_Working data:_
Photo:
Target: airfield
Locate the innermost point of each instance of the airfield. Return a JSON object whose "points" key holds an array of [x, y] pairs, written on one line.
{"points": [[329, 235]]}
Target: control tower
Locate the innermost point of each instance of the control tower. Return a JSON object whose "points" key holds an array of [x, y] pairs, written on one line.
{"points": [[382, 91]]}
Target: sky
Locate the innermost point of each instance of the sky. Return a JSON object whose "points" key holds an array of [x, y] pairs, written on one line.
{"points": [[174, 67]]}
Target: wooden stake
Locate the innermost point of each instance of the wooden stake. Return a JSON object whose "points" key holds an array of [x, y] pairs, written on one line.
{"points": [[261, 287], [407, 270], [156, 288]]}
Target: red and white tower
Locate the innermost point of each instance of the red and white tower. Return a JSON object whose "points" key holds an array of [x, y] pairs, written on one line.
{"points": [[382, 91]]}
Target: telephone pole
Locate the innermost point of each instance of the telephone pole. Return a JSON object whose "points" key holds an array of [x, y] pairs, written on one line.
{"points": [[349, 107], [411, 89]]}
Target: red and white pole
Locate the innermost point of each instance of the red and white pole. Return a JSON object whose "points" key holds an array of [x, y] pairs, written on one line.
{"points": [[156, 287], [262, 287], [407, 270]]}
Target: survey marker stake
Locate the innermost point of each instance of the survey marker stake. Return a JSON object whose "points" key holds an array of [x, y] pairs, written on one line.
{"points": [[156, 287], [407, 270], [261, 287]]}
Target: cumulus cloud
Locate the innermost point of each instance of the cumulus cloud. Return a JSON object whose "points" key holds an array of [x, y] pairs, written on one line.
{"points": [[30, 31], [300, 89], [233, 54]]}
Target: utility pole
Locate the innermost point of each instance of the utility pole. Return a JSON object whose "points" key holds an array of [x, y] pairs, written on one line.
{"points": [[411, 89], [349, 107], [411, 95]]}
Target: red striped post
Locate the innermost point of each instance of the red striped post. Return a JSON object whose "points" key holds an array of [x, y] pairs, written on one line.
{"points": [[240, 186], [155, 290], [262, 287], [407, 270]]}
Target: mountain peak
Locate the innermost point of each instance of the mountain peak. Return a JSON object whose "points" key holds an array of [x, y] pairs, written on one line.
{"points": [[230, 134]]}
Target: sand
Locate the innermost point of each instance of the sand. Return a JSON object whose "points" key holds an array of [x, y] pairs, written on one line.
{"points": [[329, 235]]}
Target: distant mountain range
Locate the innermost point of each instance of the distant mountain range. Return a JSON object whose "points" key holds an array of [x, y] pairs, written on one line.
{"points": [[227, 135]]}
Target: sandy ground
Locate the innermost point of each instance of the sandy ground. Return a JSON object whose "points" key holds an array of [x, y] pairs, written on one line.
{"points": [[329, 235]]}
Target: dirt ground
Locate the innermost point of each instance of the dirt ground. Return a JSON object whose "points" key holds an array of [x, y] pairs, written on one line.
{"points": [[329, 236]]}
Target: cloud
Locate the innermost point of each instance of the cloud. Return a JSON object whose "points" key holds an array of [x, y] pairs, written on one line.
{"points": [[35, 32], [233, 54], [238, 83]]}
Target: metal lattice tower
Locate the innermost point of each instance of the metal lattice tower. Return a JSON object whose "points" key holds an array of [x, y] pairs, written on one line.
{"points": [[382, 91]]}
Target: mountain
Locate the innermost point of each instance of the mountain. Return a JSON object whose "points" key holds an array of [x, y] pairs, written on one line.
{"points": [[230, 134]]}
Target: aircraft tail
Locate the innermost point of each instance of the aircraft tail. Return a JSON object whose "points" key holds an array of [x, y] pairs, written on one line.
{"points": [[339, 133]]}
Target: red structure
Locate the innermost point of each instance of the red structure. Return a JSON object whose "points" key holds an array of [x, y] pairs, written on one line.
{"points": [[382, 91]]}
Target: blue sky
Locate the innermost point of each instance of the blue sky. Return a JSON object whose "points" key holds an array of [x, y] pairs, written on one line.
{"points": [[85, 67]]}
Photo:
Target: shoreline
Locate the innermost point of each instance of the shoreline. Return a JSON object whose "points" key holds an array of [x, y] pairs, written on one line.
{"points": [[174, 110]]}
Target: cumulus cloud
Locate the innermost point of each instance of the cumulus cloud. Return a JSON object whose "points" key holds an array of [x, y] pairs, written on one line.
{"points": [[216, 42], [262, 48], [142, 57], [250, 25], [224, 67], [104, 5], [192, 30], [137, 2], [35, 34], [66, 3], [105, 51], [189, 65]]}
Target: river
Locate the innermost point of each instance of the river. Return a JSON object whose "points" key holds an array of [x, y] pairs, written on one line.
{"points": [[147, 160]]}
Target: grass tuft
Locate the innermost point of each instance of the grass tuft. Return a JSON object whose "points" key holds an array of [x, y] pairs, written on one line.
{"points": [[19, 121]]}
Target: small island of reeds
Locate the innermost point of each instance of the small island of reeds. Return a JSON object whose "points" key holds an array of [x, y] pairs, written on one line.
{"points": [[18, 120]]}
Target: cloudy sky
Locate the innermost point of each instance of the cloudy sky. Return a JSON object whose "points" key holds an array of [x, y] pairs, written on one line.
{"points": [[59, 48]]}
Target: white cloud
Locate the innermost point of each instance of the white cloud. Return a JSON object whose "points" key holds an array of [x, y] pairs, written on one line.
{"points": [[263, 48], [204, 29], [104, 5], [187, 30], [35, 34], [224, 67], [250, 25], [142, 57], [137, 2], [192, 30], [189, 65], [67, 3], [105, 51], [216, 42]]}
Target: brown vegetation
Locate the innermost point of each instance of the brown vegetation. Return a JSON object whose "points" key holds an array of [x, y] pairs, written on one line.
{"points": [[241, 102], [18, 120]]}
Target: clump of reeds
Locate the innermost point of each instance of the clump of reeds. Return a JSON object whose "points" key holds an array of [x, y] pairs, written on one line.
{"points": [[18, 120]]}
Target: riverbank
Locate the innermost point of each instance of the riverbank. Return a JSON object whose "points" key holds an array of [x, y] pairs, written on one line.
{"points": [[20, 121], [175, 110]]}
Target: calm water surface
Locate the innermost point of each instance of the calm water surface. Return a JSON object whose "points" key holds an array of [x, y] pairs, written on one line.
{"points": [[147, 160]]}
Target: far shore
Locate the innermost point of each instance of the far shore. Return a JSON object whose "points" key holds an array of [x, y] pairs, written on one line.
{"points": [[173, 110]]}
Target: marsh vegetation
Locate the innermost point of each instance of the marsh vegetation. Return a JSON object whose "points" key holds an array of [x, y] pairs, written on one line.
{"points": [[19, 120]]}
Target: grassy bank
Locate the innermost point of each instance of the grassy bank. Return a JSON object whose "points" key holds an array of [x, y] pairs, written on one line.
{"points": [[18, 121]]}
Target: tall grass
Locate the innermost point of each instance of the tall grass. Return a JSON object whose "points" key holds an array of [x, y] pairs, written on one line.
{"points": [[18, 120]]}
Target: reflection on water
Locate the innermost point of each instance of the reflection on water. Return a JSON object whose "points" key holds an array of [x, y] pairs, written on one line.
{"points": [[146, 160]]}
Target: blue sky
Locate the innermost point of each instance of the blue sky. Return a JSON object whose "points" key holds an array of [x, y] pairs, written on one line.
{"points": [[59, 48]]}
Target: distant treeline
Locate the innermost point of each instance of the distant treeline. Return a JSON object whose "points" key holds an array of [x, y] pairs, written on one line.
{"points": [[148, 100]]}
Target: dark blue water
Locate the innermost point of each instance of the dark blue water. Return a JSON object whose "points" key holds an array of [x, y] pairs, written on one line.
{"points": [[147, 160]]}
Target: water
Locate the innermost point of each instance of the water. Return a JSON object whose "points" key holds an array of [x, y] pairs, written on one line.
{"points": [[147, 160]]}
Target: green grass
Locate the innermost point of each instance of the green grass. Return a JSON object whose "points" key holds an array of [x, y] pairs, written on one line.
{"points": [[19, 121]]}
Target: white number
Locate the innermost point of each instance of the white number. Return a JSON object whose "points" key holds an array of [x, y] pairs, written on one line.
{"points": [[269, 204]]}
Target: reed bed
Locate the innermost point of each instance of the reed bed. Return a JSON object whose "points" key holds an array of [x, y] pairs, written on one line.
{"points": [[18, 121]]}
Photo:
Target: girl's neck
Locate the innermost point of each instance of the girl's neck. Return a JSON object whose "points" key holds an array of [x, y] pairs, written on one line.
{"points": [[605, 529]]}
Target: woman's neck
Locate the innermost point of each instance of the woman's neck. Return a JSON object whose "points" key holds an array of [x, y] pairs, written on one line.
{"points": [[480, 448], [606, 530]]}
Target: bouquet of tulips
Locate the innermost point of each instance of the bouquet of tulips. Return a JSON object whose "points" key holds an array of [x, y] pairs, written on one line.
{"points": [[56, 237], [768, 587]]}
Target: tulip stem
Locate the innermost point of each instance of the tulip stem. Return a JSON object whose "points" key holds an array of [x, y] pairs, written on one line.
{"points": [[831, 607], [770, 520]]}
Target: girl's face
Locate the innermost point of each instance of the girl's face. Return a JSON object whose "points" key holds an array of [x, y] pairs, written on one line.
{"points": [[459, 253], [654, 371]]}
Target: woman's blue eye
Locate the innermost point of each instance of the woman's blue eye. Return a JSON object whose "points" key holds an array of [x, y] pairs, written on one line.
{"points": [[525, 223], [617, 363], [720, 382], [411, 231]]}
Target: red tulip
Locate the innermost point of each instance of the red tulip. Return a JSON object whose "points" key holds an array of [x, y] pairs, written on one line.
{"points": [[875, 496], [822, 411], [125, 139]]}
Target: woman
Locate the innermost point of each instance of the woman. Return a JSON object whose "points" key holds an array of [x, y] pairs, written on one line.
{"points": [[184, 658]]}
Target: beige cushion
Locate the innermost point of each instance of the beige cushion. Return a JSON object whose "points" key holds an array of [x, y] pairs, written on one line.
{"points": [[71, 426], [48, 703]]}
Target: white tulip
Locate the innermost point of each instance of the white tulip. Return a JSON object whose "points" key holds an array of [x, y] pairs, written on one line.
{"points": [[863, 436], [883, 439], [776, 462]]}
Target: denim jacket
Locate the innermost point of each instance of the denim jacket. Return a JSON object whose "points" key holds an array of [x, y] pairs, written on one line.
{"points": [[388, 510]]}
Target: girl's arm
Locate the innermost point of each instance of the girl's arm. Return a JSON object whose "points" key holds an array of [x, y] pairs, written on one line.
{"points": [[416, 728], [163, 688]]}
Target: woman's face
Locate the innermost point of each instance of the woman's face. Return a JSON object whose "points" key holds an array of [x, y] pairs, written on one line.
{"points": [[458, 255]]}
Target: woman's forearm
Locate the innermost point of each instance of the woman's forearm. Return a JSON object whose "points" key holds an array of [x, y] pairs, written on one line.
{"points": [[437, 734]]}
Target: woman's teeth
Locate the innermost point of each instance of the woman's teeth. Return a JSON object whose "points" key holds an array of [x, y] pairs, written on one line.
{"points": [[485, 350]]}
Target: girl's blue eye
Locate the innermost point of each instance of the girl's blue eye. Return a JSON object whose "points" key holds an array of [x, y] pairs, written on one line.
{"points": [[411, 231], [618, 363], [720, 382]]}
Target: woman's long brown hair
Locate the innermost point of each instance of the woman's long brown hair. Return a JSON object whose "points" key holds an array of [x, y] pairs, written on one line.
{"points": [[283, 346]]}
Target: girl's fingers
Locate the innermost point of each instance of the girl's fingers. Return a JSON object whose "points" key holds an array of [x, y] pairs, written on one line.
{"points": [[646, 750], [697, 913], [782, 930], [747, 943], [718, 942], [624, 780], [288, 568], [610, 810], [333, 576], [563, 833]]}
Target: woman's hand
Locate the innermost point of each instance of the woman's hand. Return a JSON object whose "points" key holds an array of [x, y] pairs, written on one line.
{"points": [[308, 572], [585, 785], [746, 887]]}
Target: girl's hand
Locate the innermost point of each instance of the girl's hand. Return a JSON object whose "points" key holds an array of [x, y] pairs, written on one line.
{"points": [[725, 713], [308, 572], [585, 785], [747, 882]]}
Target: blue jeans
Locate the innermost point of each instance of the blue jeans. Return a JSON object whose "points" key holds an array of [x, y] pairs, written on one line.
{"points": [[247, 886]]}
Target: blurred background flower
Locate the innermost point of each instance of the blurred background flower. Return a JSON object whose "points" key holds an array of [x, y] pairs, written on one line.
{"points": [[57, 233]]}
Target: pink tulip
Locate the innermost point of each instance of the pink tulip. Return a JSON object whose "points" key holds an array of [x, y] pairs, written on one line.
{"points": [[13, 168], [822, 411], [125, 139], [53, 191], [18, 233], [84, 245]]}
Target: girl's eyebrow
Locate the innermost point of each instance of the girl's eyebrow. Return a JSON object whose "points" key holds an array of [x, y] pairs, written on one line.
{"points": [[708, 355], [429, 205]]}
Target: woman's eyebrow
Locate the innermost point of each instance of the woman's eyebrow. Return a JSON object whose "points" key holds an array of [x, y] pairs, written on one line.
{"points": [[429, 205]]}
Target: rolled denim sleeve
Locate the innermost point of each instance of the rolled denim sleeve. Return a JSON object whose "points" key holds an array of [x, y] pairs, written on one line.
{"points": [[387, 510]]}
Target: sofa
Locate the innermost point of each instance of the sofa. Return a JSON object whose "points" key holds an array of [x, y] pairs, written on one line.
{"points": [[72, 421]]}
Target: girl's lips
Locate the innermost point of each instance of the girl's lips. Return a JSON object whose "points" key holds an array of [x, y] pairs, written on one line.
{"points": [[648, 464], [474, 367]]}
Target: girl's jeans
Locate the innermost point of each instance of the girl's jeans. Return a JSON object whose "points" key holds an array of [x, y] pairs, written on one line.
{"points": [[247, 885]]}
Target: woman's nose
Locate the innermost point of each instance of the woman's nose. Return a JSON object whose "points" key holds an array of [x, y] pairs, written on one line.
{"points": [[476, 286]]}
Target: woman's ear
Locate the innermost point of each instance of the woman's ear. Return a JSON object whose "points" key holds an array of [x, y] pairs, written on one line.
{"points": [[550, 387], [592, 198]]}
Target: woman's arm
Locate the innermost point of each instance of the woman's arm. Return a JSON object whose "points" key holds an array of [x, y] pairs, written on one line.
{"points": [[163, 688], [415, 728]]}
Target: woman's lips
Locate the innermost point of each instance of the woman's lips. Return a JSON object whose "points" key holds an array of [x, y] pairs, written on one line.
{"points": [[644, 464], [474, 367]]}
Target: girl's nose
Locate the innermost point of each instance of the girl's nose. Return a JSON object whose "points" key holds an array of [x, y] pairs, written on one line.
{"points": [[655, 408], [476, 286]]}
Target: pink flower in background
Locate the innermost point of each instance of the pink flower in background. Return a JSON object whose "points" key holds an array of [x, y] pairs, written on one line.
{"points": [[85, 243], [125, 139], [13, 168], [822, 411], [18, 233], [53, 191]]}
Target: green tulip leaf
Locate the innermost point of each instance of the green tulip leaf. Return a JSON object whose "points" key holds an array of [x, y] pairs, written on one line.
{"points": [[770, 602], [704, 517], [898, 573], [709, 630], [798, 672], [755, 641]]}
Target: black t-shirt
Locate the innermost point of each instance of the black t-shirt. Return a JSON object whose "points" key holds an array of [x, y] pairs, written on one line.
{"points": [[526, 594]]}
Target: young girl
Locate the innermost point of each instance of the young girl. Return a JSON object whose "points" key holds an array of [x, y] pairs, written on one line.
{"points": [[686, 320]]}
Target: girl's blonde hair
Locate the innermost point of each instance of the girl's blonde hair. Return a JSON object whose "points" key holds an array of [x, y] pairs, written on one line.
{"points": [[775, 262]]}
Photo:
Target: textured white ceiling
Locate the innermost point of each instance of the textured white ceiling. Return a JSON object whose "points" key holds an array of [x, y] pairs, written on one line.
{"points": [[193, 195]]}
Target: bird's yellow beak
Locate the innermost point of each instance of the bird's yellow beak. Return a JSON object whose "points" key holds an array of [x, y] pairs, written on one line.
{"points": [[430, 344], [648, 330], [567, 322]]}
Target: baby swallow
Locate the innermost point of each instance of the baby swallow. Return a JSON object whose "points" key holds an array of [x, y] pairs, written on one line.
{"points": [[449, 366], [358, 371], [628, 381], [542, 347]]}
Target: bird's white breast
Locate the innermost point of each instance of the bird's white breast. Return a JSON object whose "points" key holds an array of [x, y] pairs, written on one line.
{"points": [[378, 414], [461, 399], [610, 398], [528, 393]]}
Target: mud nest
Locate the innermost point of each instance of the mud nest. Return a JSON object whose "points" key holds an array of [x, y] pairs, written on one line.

_Your task:_ Return a word-for-word copy of the lines above from the one holding "Locate the innermost point of each instance of the girl's face." through the one holding "Target: beige cushion", with both of them included and nothing besides.

_Response for this exercise:_
Locate the innermost point of each instance of the girl's face. Return a JSON object whose "points" key holds an array of [x, y] pairs, written on one line.
{"points": [[459, 253], [654, 371]]}
Target: woman's blue eye
Locate the innermost point of each instance of the woman's blue eye. Return a JSON object whose "points" key holds an array of [x, y] pairs, written on one line.
{"points": [[525, 223], [617, 363], [720, 382], [411, 231]]}
Target: red tulip
Locate the innermost point of each instance of the red tulip. Return a JSON object whose "points" key holds an array of [x, y] pairs, written on one line.
{"points": [[875, 496], [822, 411], [125, 139]]}
Target: woman
Locate the innermost point of each instance of the woman. Return a JSON object whose "points" key holds an array of [x, y] pairs, written on one line.
{"points": [[184, 658]]}
Target: beige cushion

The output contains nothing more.